[PROBLEM TO WORK ON]: Reproduce all of the material exactly as shown.

[Collected data]
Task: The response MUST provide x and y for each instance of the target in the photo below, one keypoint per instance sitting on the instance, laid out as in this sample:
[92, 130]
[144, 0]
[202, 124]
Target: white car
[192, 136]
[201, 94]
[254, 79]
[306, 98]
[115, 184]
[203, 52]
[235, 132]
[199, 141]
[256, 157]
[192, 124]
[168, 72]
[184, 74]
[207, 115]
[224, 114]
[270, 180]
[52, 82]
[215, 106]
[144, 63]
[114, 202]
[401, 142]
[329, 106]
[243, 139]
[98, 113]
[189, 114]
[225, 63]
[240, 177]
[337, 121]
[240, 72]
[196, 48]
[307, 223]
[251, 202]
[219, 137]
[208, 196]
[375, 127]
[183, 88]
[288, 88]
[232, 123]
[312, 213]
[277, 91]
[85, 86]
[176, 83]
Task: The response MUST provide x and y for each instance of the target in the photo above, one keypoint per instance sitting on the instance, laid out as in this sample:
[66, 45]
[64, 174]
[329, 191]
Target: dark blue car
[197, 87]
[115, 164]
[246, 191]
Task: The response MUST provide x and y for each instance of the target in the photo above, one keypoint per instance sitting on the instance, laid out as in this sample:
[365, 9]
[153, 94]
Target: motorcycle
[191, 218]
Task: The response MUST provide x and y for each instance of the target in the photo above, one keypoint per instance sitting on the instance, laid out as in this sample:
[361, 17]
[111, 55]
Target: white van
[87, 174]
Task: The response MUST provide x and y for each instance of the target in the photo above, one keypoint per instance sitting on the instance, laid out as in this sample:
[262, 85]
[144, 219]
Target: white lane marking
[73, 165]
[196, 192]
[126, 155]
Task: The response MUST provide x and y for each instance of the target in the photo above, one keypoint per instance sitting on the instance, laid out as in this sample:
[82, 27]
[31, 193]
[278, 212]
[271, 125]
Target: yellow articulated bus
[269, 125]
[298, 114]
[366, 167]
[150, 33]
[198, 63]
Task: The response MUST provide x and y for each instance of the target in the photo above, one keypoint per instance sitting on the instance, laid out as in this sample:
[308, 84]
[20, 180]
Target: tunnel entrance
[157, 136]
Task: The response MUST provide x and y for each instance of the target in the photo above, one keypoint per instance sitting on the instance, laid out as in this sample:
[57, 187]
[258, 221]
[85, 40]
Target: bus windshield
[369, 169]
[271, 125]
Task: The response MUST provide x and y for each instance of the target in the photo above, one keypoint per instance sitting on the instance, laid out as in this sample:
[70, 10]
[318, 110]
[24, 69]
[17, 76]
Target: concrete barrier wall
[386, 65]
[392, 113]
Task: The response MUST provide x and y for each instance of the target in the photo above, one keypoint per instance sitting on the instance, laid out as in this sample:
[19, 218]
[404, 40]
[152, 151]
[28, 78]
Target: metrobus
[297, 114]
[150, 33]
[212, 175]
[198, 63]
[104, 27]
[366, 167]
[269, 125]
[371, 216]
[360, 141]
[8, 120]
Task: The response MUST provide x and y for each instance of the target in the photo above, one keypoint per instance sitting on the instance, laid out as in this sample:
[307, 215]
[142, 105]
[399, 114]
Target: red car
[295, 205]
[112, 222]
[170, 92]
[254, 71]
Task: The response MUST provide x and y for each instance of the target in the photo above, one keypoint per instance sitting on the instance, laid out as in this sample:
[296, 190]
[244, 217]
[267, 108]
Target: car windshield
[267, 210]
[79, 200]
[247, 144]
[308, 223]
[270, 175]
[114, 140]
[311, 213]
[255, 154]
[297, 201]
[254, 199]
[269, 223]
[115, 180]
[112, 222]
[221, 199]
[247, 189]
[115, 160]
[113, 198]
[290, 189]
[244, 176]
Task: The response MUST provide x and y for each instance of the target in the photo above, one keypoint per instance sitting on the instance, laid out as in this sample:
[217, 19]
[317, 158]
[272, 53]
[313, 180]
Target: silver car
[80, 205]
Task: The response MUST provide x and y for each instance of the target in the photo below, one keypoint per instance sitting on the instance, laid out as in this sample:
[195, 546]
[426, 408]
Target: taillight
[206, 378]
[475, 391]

[SOLUTION TO THE PROBLEM]:
Task: The response MUST provide x and y for each instance of the target in the photo below, one keypoint per instance sitting on the instance, laid out as in this sample:
[92, 130]
[144, 0]
[202, 124]
Target: white car
[192, 136]
[201, 94]
[254, 79]
[306, 98]
[115, 184]
[203, 52]
[235, 132]
[199, 141]
[256, 157]
[192, 124]
[168, 72]
[184, 74]
[207, 115]
[224, 114]
[270, 180]
[52, 82]
[215, 106]
[144, 63]
[114, 202]
[401, 142]
[329, 106]
[243, 139]
[98, 113]
[189, 114]
[225, 63]
[240, 177]
[337, 121]
[240, 72]
[196, 48]
[307, 223]
[251, 202]
[219, 137]
[208, 196]
[375, 127]
[183, 88]
[288, 88]
[232, 123]
[312, 213]
[277, 91]
[85, 86]
[176, 83]
Task: The response MUST provide x and y for each instance of the target in the photo above, one keypoint per instance sitting on the instance, laid out as in this sample:
[66, 45]
[64, 174]
[329, 191]
Target: dark blue car
[197, 87]
[115, 164]
[246, 191]
Task: The response MUST provide x and y for each instance of the target in the photo above, one keypoint per instance sitting on the instance, laid out as in this sample:
[365, 9]
[153, 94]
Target: motorcycle
[191, 218]
Task: The response MUST provide x and y for each instance of the target in the photo above, one keypoint per instance sitting on the instance, laid out as in this sample:
[361, 17]
[111, 55]
Target: white van
[87, 174]
Task: The response MUST provide x and y for each instance of the target in the photo above, one keypoint per instance sitting on the instance, laid out as in this sample:
[262, 85]
[144, 219]
Target: white lane marking
[73, 165]
[196, 192]
[126, 155]
Task: The response MUST provide x and y for each instance of the target in the photo above, one keypoint per instance sitting on the instance, laid out as in this sample:
[82, 27]
[31, 193]
[278, 212]
[271, 125]
Target: yellow articulated bus
[269, 125]
[298, 114]
[366, 167]
[150, 33]
[198, 63]
Task: The response MUST provide x and y for each instance of the target in the photo above, one keypoint per instance sitting on the instance, laid out as in this sample:
[308, 84]
[20, 180]
Target: tunnel entrance
[157, 136]
Task: The response MUST provide x and y for each instance of the target in the photo above, one keypoint per instance sitting on the instance, laid out as in this sample:
[57, 187]
[258, 221]
[85, 40]
Target: bus windshield
[369, 169]
[271, 125]
Task: The response MUST provide x and y for each instance of the target in the photo above, one keypoint per instance sitting on the instance, laid out as in this sample:
[70, 10]
[318, 110]
[24, 69]
[17, 76]
Target: concrete barrier wall
[386, 65]
[392, 113]
Task: The response MUST provide x and y for each instance of the target in the photo above, one keypoint per instance sitting on the instance, laid out as in this sample:
[19, 218]
[404, 40]
[152, 151]
[28, 78]
Target: metrobus
[297, 114]
[150, 33]
[212, 175]
[198, 63]
[104, 27]
[366, 167]
[269, 125]
[371, 216]
[360, 141]
[8, 120]
Task: The response MUST provide x and y for each instance of the target in the photo above, one keypoint per instance sitting on the instance, laid out as in this sample:
[307, 215]
[142, 105]
[399, 114]
Target: red car
[295, 205]
[112, 222]
[170, 92]
[254, 71]
Task: The response MUST provide x and y for each instance of the target in the photo above, one keypoint per instance sitting on the instance, laid out as in this sample:
[296, 190]
[244, 217]
[267, 108]
Target: car windshield
[267, 210]
[79, 200]
[247, 144]
[308, 223]
[270, 175]
[114, 140]
[311, 213]
[255, 154]
[297, 201]
[254, 199]
[269, 223]
[115, 180]
[112, 222]
[221, 199]
[247, 189]
[115, 160]
[113, 198]
[290, 189]
[244, 176]
Task: The response MUST provide x and y for each instance of the target in the photo above, one keypoint per instance sitting on the instance, laid out as in this sample:
[217, 19]
[317, 158]
[272, 53]
[313, 180]
Target: silver car
[80, 205]
Task: The response MUST provide x and y for each instance of the target in the photo below, one keypoint per instance sitting on the instance, laid out as in this sample:
[195, 546]
[426, 408]
Target: taillight
[206, 378]
[475, 391]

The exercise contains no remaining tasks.